#### Exercise directions
Start at the top of the records below and copy them exactly to the end.

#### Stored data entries

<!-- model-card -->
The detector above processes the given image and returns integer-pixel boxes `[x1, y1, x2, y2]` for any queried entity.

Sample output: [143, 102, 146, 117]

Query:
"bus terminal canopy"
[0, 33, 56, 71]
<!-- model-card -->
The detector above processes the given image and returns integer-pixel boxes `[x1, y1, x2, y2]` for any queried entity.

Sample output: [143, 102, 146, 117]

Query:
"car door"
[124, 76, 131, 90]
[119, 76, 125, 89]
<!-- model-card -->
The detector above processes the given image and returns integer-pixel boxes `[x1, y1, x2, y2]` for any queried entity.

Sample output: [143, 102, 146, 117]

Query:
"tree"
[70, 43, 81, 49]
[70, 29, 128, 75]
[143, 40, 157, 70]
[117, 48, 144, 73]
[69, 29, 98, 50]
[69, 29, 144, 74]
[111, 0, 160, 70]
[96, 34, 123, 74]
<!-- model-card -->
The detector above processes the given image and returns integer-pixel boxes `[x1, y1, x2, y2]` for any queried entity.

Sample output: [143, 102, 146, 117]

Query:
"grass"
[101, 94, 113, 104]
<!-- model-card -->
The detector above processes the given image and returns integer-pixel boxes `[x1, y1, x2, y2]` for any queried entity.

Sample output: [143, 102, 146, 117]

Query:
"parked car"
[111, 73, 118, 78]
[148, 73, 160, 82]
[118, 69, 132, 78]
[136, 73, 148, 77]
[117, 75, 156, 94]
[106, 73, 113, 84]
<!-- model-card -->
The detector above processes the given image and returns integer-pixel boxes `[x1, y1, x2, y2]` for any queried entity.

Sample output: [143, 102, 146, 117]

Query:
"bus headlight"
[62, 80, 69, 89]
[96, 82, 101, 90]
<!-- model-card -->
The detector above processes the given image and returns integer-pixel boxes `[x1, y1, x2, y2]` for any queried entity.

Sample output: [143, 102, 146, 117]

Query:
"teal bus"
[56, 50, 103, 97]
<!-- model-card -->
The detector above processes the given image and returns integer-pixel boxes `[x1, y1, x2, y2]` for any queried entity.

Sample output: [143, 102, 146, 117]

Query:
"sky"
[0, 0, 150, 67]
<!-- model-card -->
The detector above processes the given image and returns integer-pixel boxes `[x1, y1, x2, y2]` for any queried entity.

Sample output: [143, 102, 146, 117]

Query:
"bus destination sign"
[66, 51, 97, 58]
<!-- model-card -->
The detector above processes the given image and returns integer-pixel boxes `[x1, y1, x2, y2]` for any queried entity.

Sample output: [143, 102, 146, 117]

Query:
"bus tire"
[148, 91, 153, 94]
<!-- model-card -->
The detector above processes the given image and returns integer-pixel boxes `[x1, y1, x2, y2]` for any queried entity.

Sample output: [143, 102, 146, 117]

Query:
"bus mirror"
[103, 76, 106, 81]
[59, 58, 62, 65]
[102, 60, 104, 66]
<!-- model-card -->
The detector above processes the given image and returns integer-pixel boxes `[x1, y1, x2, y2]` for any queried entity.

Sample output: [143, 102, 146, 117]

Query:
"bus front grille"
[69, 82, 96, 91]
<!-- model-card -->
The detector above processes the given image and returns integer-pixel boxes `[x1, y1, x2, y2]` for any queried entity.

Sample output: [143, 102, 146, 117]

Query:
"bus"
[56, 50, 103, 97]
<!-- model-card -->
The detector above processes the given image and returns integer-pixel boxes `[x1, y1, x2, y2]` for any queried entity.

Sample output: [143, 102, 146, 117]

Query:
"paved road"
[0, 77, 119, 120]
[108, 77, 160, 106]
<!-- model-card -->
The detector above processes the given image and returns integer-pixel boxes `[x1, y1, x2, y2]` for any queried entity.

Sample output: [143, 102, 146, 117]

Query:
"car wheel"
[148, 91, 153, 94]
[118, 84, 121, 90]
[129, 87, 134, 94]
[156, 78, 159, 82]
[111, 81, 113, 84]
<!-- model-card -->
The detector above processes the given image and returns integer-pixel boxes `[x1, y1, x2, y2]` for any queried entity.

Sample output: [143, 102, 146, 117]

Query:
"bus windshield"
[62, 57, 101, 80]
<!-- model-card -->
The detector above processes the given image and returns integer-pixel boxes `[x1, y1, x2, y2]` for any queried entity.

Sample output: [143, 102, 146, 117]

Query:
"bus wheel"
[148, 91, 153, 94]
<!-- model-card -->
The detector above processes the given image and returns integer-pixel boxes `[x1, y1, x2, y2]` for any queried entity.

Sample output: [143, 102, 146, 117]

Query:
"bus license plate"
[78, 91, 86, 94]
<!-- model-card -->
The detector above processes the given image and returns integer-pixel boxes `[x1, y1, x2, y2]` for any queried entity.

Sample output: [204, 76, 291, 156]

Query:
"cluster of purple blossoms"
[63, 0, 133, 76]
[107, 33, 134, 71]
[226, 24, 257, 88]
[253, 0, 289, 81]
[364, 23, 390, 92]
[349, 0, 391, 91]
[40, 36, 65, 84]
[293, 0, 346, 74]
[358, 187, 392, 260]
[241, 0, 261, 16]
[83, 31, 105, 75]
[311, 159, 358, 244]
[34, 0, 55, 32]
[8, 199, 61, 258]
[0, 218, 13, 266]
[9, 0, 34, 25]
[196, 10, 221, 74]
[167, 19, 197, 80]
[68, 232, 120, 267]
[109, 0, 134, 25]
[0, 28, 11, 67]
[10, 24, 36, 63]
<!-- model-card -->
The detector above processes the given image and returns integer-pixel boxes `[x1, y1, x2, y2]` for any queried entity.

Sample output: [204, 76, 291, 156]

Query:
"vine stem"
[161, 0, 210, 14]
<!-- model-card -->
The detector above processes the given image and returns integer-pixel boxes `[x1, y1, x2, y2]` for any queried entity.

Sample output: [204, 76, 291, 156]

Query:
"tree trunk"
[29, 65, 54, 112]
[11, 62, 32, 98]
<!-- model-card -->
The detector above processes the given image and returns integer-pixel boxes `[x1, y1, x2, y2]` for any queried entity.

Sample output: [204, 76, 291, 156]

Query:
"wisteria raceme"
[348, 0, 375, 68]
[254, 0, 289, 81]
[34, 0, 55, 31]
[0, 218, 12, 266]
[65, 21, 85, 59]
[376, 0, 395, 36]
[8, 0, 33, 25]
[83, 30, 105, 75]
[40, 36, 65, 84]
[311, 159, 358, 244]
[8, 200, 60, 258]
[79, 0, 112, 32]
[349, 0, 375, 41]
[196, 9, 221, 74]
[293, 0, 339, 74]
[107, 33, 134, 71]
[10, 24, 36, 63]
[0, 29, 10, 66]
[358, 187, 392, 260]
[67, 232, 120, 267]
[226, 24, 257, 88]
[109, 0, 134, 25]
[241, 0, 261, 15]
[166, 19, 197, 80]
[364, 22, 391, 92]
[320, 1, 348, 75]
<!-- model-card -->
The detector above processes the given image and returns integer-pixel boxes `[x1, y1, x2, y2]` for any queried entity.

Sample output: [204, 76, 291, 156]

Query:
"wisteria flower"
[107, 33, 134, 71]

#### Task output
<!-- model-card -->
The detector above processes the given image and returns integer-pixel boxes `[x1, y1, x2, y2]` for any queried entity.

Sample output: [143, 102, 146, 117]

Query:
"bus terminal canopy"
[0, 33, 56, 71]
<!-- model-card -->
The detector above processes the given image and returns integer-pixel boxes `[x1, y1, x2, y2]` for any queried entity.

Sample output: [143, 102, 146, 117]

Query:
"car door"
[124, 76, 131, 90]
[119, 76, 125, 89]
<!-- model-card -->
The detector above processes the given image and returns integer-pixel boxes `[x1, y1, x2, y2]` for any queried entity.

Sample output: [143, 102, 146, 117]

Query:
"tree"
[70, 43, 81, 49]
[70, 29, 128, 75]
[143, 40, 157, 70]
[117, 48, 144, 73]
[69, 29, 98, 50]
[69, 29, 144, 74]
[111, 0, 160, 70]
[96, 34, 123, 74]
<!-- model-card -->
The detector above processes the given image and returns integer-pixel boxes `[x1, y1, x2, y2]` for any queried entity.

Sample output: [143, 102, 146, 117]

Query:
"grass"
[101, 94, 113, 104]
<!-- model-card -->
The detector above processes the given image and returns integer-pixel boxes `[x1, y1, x2, y2]` for any queried entity.

Sample output: [143, 102, 146, 117]

Query:
"parked car"
[111, 73, 118, 78]
[148, 73, 160, 82]
[118, 69, 132, 78]
[136, 73, 148, 77]
[117, 75, 156, 94]
[106, 73, 113, 84]
<!-- model-card -->
The detector above processes the given image and returns integer-pixel boxes `[x1, y1, x2, y2]` for any queried entity.

Sample output: [143, 102, 146, 117]

Query:
"bus headlight"
[62, 80, 69, 89]
[96, 82, 101, 90]
<!-- model-card -->
The detector above processes the given image and returns integer-pixel boxes `[x1, y1, x2, y2]` for any queried entity.

Sample output: [143, 102, 146, 117]

Query:
"teal bus"
[56, 50, 103, 97]
<!-- model-card -->
The detector above processes the given image and returns integer-pixel boxes `[x1, y1, x2, y2]` for any queried entity.

Sample output: [143, 102, 146, 117]

Query:
"sky"
[0, 0, 150, 67]
<!-- model-card -->
The detector above processes the given image and returns integer-pixel boxes `[x1, y1, x2, y2]` for any queried entity.

Sample output: [143, 102, 146, 117]

Query:
"bus destination sign"
[66, 51, 97, 58]
<!-- model-card -->
The detector above processes the given image and returns integer-pixel boxes `[x1, y1, x2, y2]` for any queried entity.

Sample output: [143, 102, 146, 117]

Query:
"bus tire"
[148, 91, 153, 94]
<!-- model-card -->
The detector above processes the given image and returns integer-pixel boxes `[x1, y1, x2, y2]` for any queried entity.

Sample output: [143, 102, 146, 117]

Query:
"bus mirror"
[103, 76, 106, 81]
[59, 58, 62, 65]
[102, 60, 104, 66]
<!-- model-card -->
The detector above processes the given image and returns integer-pixel boxes `[x1, y1, x2, y2]` for any queried entity.

Sample output: [143, 102, 146, 117]

Query:
"bus front grille"
[69, 82, 96, 91]
<!-- model-card -->
The detector above processes the given image and returns integer-pixel boxes `[x1, y1, x2, y2]` for any queried entity.

Sample output: [143, 102, 146, 117]

Query:
"bus"
[56, 50, 103, 97]
<!-- model-card -->
The detector above processes the given image and returns integer-pixel boxes `[x1, y1, x2, y2]` for any queried entity.

Sample output: [143, 102, 146, 117]

Query:
"paved road"
[0, 77, 119, 120]
[108, 77, 160, 106]
<!-- model-card -->
The detector above processes the given image and returns integer-pixel boxes `[x1, y1, x2, y2]` for any queried entity.

Sample output: [143, 102, 146, 117]

Query:
"car wheel"
[148, 91, 153, 94]
[118, 84, 121, 90]
[129, 87, 134, 94]
[156, 78, 159, 82]
[111, 81, 113, 84]
<!-- model-card -->
The detector above processes the given image and returns integer-pixel boxes `[x1, y1, x2, y2]` for any queried entity.

Sample output: [143, 102, 146, 117]

Query:
"bus windshield"
[62, 57, 101, 80]
<!-- model-card -->
The detector above processes the given image and returns integer-pixel boxes `[x1, y1, x2, y2]` for any queried entity.

Sample output: [143, 102, 146, 117]

Query:
"bus wheel"
[148, 91, 153, 94]
<!-- model-card -->
The detector above processes the given image and returns integer-pixel boxes `[x1, y1, x2, y2]` for any queried entity.

Sample output: [143, 102, 146, 117]

Query:
"bus license plate"
[78, 91, 86, 94]
<!-- model-card -->
The detector above processes the given image and returns integer-pixel boxes `[x1, y1, x2, y2]` for any queried entity.

Sample output: [204, 76, 291, 156]

Query:
"cluster of purple blossoms"
[63, 0, 133, 76]
[107, 33, 134, 71]
[226, 24, 257, 88]
[253, 0, 289, 81]
[364, 23, 390, 92]
[349, 0, 391, 91]
[40, 36, 65, 84]
[293, 0, 346, 74]
[358, 187, 392, 260]
[241, 0, 261, 16]
[83, 31, 105, 75]
[311, 159, 358, 244]
[34, 0, 55, 32]
[8, 199, 61, 258]
[0, 218, 13, 266]
[9, 0, 34, 25]
[196, 10, 221, 74]
[167, 19, 197, 80]
[68, 232, 120, 267]
[109, 0, 134, 25]
[0, 28, 11, 67]
[10, 24, 36, 63]
<!-- model-card -->
The detector above processes the given image and returns integer-pixel boxes `[x1, y1, x2, y2]` for any queried entity.

Sample output: [204, 76, 291, 156]

Query:
"vine stem"
[161, 0, 210, 14]
<!-- model-card -->
The detector above processes the given image and returns integer-pixel boxes `[x1, y1, x2, y2]` for any queried entity.

Sample output: [204, 76, 291, 156]

Query:
"tree trunk"
[29, 65, 54, 112]
[11, 62, 32, 98]
<!-- model-card -->
The detector above processes the given image and returns integer-pixel boxes `[x1, y1, x2, y2]` for any queried entity.

Sample output: [204, 76, 291, 156]

Query:
"wisteria raceme"
[348, 0, 375, 68]
[254, 0, 289, 81]
[34, 0, 55, 31]
[0, 218, 12, 266]
[65, 21, 85, 59]
[376, 0, 395, 36]
[8, 0, 33, 25]
[83, 30, 105, 75]
[40, 36, 65, 84]
[311, 159, 358, 244]
[8, 200, 60, 258]
[79, 0, 112, 32]
[349, 0, 375, 41]
[196, 9, 221, 74]
[293, 0, 339, 74]
[107, 33, 134, 71]
[10, 24, 36, 63]
[0, 29, 10, 66]
[358, 187, 392, 260]
[67, 232, 120, 267]
[226, 24, 257, 88]
[109, 0, 134, 25]
[241, 0, 261, 15]
[166, 19, 197, 80]
[364, 22, 391, 92]
[320, 1, 348, 75]
<!-- model-card -->
The detector above processes the given image and returns integer-pixel boxes `[x1, y1, x2, y2]` for any queried entity.

Sample output: [204, 76, 291, 156]

Query:
"wisteria flower"
[107, 33, 134, 71]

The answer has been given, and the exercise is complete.